Dataset records start

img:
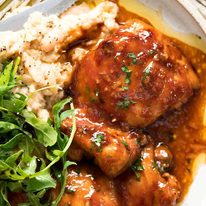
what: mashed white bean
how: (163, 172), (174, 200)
(0, 1), (118, 119)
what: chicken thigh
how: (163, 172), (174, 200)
(54, 145), (180, 206)
(75, 21), (198, 127)
(61, 109), (141, 177)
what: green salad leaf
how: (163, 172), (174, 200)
(0, 58), (76, 206)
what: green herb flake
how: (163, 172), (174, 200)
(131, 158), (144, 181)
(91, 132), (105, 147)
(117, 98), (136, 109)
(142, 61), (153, 83)
(65, 188), (76, 194)
(122, 86), (129, 91)
(148, 49), (155, 55)
(127, 52), (137, 65)
(121, 66), (132, 84)
(122, 140), (129, 148)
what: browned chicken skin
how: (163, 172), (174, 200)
(61, 109), (140, 177)
(117, 145), (180, 206)
(75, 22), (198, 127)
(56, 143), (180, 206)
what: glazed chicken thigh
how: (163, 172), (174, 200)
(61, 109), (141, 177)
(55, 145), (180, 206)
(75, 22), (198, 127)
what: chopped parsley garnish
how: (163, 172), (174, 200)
(91, 132), (105, 147)
(136, 139), (141, 145)
(117, 98), (136, 109)
(122, 86), (129, 91)
(131, 158), (144, 181)
(148, 49), (155, 55)
(122, 140), (129, 148)
(121, 66), (132, 84)
(65, 188), (75, 194)
(127, 52), (137, 64)
(142, 61), (153, 83)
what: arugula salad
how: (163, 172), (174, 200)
(0, 58), (76, 206)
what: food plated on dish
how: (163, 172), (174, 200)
(0, 1), (206, 206)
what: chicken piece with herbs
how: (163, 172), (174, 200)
(61, 109), (141, 177)
(116, 145), (180, 206)
(75, 21), (198, 127)
(53, 145), (180, 206)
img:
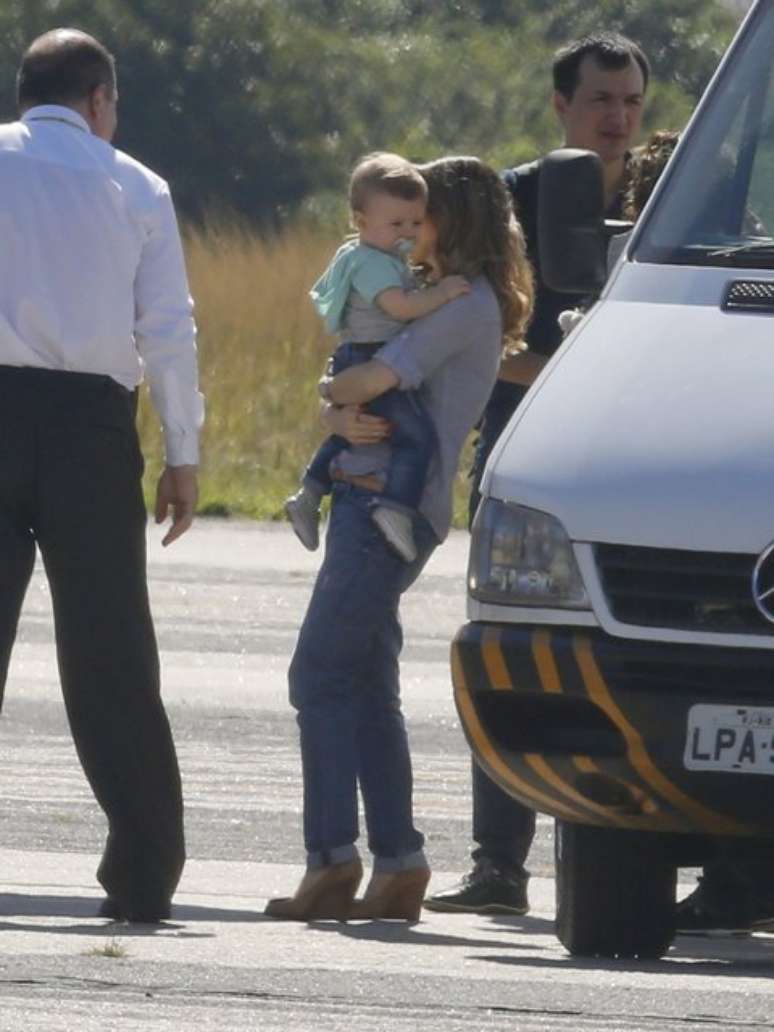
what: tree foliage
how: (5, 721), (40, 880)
(0, 0), (736, 225)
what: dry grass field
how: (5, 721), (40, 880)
(139, 225), (478, 525)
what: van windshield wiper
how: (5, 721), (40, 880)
(707, 239), (774, 258)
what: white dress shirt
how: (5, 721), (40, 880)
(0, 104), (203, 465)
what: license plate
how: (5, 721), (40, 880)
(683, 704), (774, 774)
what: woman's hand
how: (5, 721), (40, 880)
(322, 405), (390, 445)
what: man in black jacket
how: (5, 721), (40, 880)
(425, 33), (650, 914)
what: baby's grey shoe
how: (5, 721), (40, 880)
(370, 506), (417, 562)
(285, 487), (320, 552)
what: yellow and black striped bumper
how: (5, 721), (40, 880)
(451, 623), (774, 836)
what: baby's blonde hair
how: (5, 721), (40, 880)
(349, 151), (427, 212)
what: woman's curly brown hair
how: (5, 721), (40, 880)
(418, 157), (535, 345)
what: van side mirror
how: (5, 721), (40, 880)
(538, 148), (608, 294)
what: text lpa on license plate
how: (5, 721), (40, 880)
(684, 703), (774, 774)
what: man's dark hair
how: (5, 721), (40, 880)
(553, 32), (650, 100)
(17, 29), (116, 109)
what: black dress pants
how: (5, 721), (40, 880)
(0, 366), (185, 914)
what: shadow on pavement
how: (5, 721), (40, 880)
(0, 893), (262, 928)
(476, 935), (774, 978)
(309, 921), (546, 950)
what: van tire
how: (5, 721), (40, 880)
(554, 819), (677, 958)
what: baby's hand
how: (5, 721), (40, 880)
(439, 276), (471, 301)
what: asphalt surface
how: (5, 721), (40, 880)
(0, 521), (774, 1032)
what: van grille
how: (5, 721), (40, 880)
(594, 545), (774, 635)
(723, 280), (774, 313)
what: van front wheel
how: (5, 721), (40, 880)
(555, 819), (677, 958)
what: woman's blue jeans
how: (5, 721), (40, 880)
(289, 483), (438, 871)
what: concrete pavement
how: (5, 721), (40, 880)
(0, 521), (774, 1032)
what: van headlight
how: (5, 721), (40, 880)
(467, 498), (590, 609)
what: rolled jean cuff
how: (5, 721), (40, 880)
(307, 845), (358, 871)
(374, 849), (429, 874)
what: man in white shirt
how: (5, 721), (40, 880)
(0, 29), (202, 922)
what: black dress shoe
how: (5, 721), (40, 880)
(97, 896), (171, 925)
(423, 860), (529, 916)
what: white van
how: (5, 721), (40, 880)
(452, 0), (774, 957)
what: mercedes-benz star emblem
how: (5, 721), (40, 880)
(752, 542), (774, 623)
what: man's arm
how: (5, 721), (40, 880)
(155, 465), (199, 545)
(134, 183), (203, 545)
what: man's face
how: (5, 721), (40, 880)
(554, 55), (645, 164)
(355, 192), (425, 251)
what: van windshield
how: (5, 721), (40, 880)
(634, 0), (774, 268)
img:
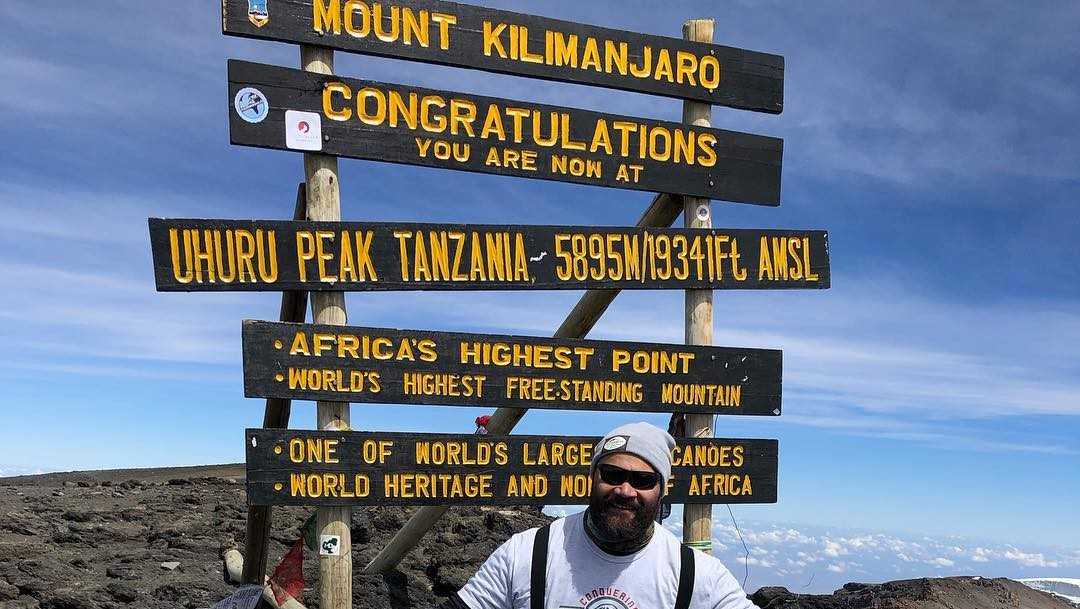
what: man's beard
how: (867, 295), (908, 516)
(589, 492), (660, 544)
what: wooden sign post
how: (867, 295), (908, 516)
(221, 0), (784, 113)
(243, 321), (782, 417)
(683, 19), (713, 553)
(149, 218), (829, 292)
(245, 430), (778, 505)
(235, 184), (308, 584)
(149, 0), (816, 609)
(300, 46), (352, 609)
(229, 59), (783, 205)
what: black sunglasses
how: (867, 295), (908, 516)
(596, 463), (660, 490)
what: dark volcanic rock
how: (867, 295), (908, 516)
(751, 578), (1071, 609)
(0, 465), (1072, 609)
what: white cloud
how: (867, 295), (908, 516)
(926, 556), (956, 567)
(1002, 547), (1061, 567)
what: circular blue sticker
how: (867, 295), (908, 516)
(232, 86), (270, 123)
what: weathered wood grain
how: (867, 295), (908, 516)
(221, 0), (784, 113)
(245, 430), (779, 505)
(149, 218), (829, 292)
(229, 59), (783, 206)
(243, 321), (782, 416)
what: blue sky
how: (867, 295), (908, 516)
(0, 0), (1080, 590)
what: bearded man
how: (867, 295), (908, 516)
(442, 423), (754, 609)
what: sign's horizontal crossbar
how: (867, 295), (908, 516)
(149, 218), (829, 292)
(246, 430), (779, 505)
(221, 0), (784, 113)
(243, 321), (782, 416)
(229, 59), (783, 205)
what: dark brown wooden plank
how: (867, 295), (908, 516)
(243, 320), (781, 416)
(149, 218), (829, 292)
(241, 181), (308, 584)
(245, 430), (779, 505)
(221, 0), (784, 113)
(229, 59), (783, 205)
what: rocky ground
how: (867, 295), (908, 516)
(0, 465), (1072, 609)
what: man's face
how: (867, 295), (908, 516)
(589, 452), (662, 541)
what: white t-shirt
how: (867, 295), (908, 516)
(458, 512), (755, 609)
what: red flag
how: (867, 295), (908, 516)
(268, 537), (303, 605)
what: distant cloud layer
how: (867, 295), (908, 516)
(666, 512), (1080, 592)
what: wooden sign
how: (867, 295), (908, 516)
(149, 218), (829, 292)
(246, 429), (779, 505)
(221, 0), (784, 113)
(243, 320), (781, 416)
(229, 59), (783, 205)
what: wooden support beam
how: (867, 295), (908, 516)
(364, 193), (683, 574)
(242, 184), (308, 584)
(683, 19), (713, 553)
(300, 45), (352, 609)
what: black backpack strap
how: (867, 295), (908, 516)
(675, 545), (693, 609)
(529, 525), (551, 609)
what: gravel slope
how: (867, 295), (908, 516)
(0, 464), (1074, 609)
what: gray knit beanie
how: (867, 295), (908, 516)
(589, 423), (675, 492)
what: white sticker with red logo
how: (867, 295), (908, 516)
(285, 110), (323, 152)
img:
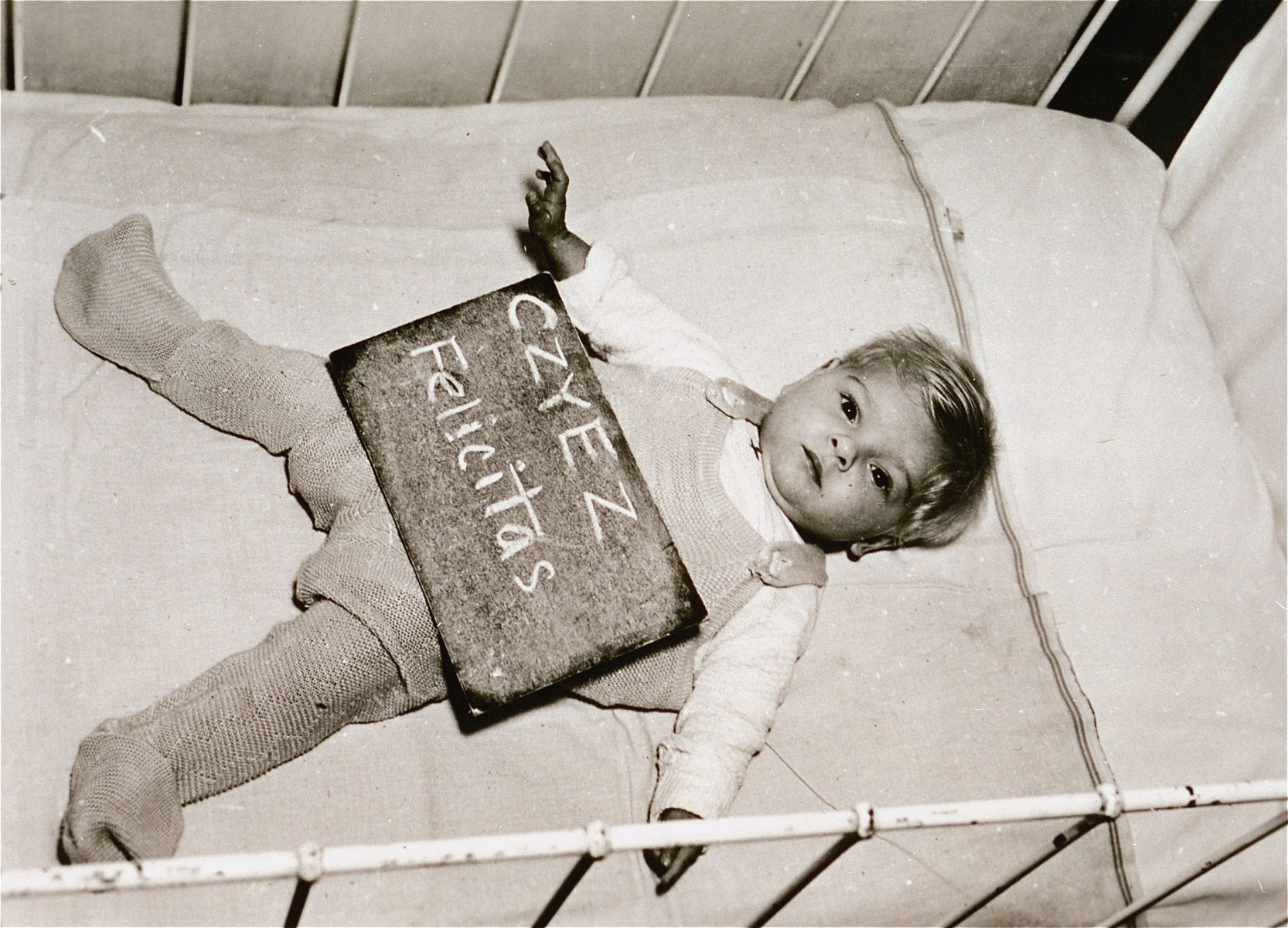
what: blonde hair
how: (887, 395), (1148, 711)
(841, 327), (996, 553)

Dataset records end

Aim of the exercise
Reproduce everything from the start of the material above down to and including the line that contains "(349, 151), (427, 212)", without changing anything. Leave the pictures out of your copy.

Right answer
img:
what: mashed white bean
how: (163, 172), (174, 200)
(0, 1), (118, 119)
what: chicken thigh
how: (163, 172), (174, 200)
(54, 145), (180, 206)
(75, 21), (198, 127)
(61, 109), (141, 177)
what: green salad leaf
how: (163, 172), (174, 200)
(0, 58), (76, 206)
what: green herb flake
how: (163, 172), (174, 200)
(131, 158), (144, 181)
(91, 132), (105, 147)
(117, 98), (136, 109)
(142, 61), (153, 83)
(65, 188), (76, 194)
(122, 86), (129, 91)
(148, 49), (155, 55)
(127, 52), (137, 65)
(121, 66), (132, 84)
(122, 140), (129, 148)
what: browned chicken skin
how: (163, 172), (174, 200)
(61, 109), (140, 177)
(117, 145), (180, 206)
(75, 22), (198, 127)
(56, 143), (180, 206)
what: glazed chicken thigh
how: (163, 172), (174, 200)
(61, 109), (141, 177)
(55, 145), (180, 206)
(75, 22), (198, 127)
what: chopped parsley garnish
how: (163, 172), (174, 200)
(91, 132), (105, 147)
(136, 139), (141, 145)
(117, 98), (136, 109)
(122, 86), (129, 91)
(131, 158), (144, 181)
(148, 49), (155, 55)
(122, 140), (129, 148)
(121, 66), (132, 84)
(65, 188), (75, 194)
(127, 52), (137, 64)
(142, 61), (153, 83)
what: arugula salad
how: (163, 172), (174, 200)
(0, 58), (76, 206)
what: food plated on dish
how: (163, 172), (174, 200)
(0, 1), (206, 206)
what: chicken piece with herbs
how: (163, 172), (174, 200)
(61, 109), (141, 177)
(116, 145), (180, 206)
(75, 21), (198, 127)
(53, 145), (180, 206)
img:
what: tree foliage
how: (5, 721), (40, 880)
(0, 0), (736, 225)
what: dry grass field
how: (5, 721), (40, 880)
(139, 225), (478, 525)
what: van windshield wiper
how: (5, 721), (40, 880)
(707, 239), (774, 258)
what: white dress shirt
how: (5, 721), (40, 880)
(0, 104), (203, 465)
what: license plate
how: (5, 721), (40, 880)
(683, 704), (774, 774)
what: woman's hand
how: (5, 721), (40, 880)
(322, 405), (390, 445)
what: man in black jacket
how: (5, 721), (40, 880)
(425, 33), (650, 914)
what: baby's grey shoe
how: (5, 721), (40, 880)
(370, 506), (417, 562)
(285, 487), (320, 552)
what: yellow and black striped bumper
how: (5, 721), (40, 880)
(451, 623), (774, 836)
what: baby's blonde hair
how: (5, 721), (40, 880)
(349, 151), (427, 212)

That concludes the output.